• [Problem to solve]:
Locate every line in the records below that contains the word "crane", and copy each such line in full.

• [Records to process]:
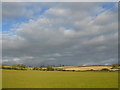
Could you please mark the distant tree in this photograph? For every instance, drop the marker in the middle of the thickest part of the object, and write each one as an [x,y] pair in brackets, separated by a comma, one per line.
[115,66]
[21,66]
[105,69]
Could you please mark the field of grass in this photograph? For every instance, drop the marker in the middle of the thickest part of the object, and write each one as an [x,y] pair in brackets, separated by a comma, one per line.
[58,79]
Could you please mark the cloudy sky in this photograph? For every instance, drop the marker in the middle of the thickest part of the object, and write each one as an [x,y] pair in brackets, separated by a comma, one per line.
[69,33]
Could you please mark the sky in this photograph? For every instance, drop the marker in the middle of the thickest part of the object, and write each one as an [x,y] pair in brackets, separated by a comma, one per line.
[54,33]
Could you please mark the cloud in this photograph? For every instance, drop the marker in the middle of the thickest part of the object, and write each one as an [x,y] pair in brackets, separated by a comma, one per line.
[64,33]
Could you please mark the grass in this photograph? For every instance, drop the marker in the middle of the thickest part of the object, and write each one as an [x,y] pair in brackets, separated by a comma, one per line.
[58,79]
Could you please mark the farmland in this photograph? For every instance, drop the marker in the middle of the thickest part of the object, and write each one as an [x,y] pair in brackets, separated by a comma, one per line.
[58,79]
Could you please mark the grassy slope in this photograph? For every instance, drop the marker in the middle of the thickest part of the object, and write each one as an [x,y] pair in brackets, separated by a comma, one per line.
[55,79]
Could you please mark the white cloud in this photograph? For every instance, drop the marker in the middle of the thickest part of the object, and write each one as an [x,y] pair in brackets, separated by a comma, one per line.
[66,34]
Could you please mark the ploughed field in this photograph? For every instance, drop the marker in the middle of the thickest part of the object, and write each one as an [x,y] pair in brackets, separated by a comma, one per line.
[58,79]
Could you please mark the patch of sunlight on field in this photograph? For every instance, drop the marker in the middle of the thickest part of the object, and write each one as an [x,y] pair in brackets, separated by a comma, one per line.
[59,79]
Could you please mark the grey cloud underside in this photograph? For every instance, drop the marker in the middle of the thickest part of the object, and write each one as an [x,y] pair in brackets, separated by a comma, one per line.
[65,33]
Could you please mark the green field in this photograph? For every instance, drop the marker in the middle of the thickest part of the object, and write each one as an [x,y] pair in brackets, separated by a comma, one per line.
[58,79]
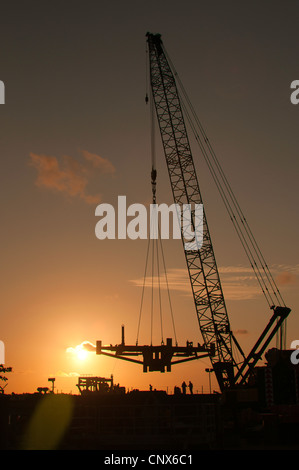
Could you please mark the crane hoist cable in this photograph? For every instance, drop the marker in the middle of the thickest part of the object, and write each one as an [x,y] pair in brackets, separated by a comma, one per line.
[155,244]
[248,241]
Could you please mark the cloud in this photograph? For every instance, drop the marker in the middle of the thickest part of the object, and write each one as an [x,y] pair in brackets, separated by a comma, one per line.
[68,175]
[104,165]
[238,283]
[286,278]
[61,373]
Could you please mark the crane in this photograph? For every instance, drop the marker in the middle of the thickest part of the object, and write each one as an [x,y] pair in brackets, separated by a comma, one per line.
[201,263]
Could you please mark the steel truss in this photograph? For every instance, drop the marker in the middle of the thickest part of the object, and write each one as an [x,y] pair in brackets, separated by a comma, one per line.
[202,268]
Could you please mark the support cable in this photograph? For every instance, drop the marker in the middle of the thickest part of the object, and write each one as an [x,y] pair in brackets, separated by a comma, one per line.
[244,223]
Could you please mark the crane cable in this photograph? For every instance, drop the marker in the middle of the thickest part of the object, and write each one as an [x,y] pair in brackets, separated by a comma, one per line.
[155,238]
[244,224]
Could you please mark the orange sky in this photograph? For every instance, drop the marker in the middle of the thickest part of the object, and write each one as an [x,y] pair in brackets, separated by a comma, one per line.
[75,132]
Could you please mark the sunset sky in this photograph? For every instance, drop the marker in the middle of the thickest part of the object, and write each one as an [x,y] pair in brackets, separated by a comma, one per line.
[75,132]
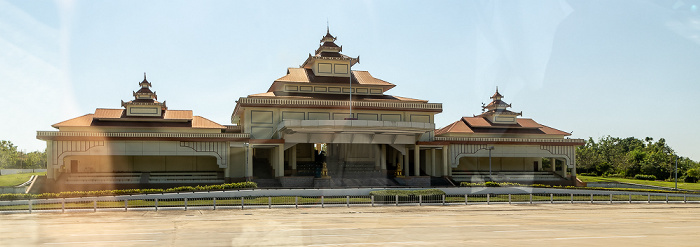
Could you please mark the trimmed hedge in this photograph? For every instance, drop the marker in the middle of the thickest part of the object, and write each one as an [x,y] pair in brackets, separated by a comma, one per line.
[505,184]
[67,194]
[645,177]
[426,192]
[490,184]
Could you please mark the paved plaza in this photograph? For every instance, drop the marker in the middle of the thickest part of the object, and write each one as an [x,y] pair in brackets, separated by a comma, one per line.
[473,225]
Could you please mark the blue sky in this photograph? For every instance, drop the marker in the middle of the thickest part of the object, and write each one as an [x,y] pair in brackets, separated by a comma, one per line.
[594,68]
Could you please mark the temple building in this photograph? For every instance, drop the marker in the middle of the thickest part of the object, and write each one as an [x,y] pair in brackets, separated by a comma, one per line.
[143,143]
[321,124]
[325,112]
[497,145]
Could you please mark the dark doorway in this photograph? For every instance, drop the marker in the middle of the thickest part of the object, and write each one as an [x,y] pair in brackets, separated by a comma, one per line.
[73,166]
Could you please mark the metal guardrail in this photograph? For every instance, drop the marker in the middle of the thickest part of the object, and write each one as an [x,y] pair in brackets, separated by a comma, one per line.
[95,204]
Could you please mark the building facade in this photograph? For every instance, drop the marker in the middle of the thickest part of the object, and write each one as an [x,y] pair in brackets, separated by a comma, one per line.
[321,124]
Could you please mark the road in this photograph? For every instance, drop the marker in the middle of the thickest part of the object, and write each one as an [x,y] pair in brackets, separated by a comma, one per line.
[473,225]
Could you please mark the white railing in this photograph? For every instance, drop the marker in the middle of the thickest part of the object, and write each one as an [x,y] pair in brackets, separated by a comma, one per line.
[187,201]
[340,103]
[480,139]
[140,134]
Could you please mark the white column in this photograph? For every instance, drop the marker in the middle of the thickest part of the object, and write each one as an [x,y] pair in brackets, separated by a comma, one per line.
[445,162]
[293,159]
[249,161]
[382,156]
[400,161]
[553,161]
[377,157]
[416,161]
[432,162]
[280,160]
[405,163]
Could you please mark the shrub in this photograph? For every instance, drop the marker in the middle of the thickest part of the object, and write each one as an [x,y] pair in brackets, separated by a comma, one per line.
[66,194]
[644,177]
[426,192]
[490,184]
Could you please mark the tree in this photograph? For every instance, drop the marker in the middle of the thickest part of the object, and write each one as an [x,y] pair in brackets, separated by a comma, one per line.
[8,154]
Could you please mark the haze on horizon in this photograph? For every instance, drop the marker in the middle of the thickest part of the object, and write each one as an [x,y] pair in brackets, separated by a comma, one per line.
[621,68]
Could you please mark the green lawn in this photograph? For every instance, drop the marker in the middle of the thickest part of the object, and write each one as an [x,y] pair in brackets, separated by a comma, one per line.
[17,179]
[681,185]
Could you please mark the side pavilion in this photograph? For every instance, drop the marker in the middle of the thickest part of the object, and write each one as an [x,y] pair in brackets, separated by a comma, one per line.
[497,145]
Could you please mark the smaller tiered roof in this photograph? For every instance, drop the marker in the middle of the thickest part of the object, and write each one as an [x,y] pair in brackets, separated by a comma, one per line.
[498,121]
[143,111]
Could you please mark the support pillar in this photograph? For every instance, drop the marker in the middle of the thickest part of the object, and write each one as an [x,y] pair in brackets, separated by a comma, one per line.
[382,157]
[432,161]
[293,159]
[377,157]
[416,161]
[280,161]
[400,165]
[405,164]
[553,161]
[249,161]
[445,162]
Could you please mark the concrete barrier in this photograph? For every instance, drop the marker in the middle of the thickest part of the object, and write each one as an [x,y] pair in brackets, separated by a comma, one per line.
[16,171]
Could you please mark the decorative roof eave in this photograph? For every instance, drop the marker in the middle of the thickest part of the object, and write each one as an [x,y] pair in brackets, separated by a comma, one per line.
[329,48]
[311,58]
[512,141]
[73,135]
[505,112]
[335,104]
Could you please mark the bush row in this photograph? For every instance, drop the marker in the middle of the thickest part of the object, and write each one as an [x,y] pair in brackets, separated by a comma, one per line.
[426,192]
[645,177]
[67,194]
[505,184]
[490,184]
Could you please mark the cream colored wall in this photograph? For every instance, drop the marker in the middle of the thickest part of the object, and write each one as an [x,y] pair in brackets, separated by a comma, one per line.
[497,164]
[261,122]
[331,68]
[237,159]
[104,163]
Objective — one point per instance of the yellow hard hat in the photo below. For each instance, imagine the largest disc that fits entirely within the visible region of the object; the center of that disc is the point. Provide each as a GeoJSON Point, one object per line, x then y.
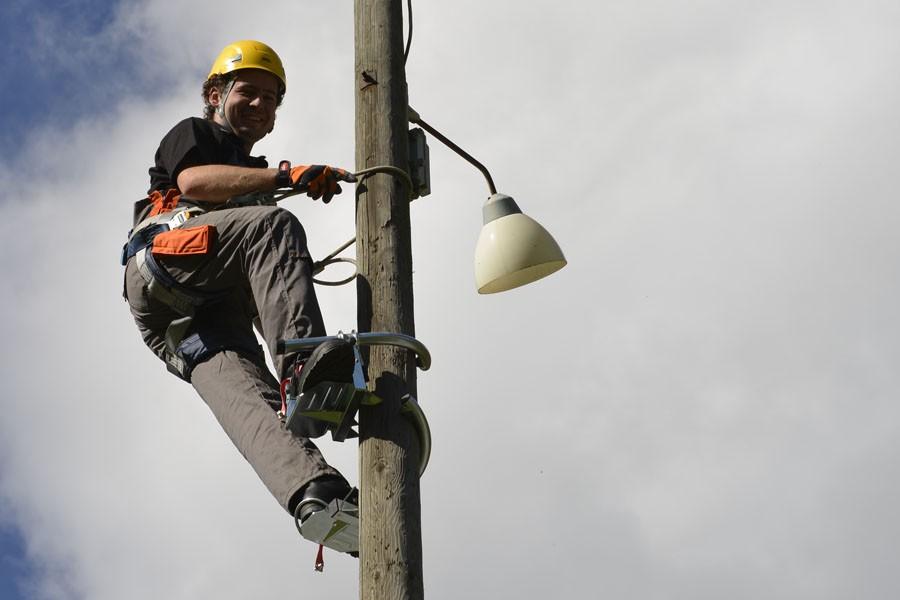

• [Output for this task]:
Could you please mark the crane hoist cable in this photograph? For every instance, drop the marker in the middle of the thickest part of the object, and write each one as an [x,y] pair in brackets, separated by a comma, one per line.
Could you please mark the crane in this photograph? For every instance, drop the marker in the middle of the thickest part of the object, and write each one as an [x,y] pair in brackets, separated by a comma, one per line.
Could you please mark the crane cable in this photograph? For every instance, drop the marker in the middle of the thickest part of the object, and write each one as an [x,y] pair in brackets, separated by a comma, one per line.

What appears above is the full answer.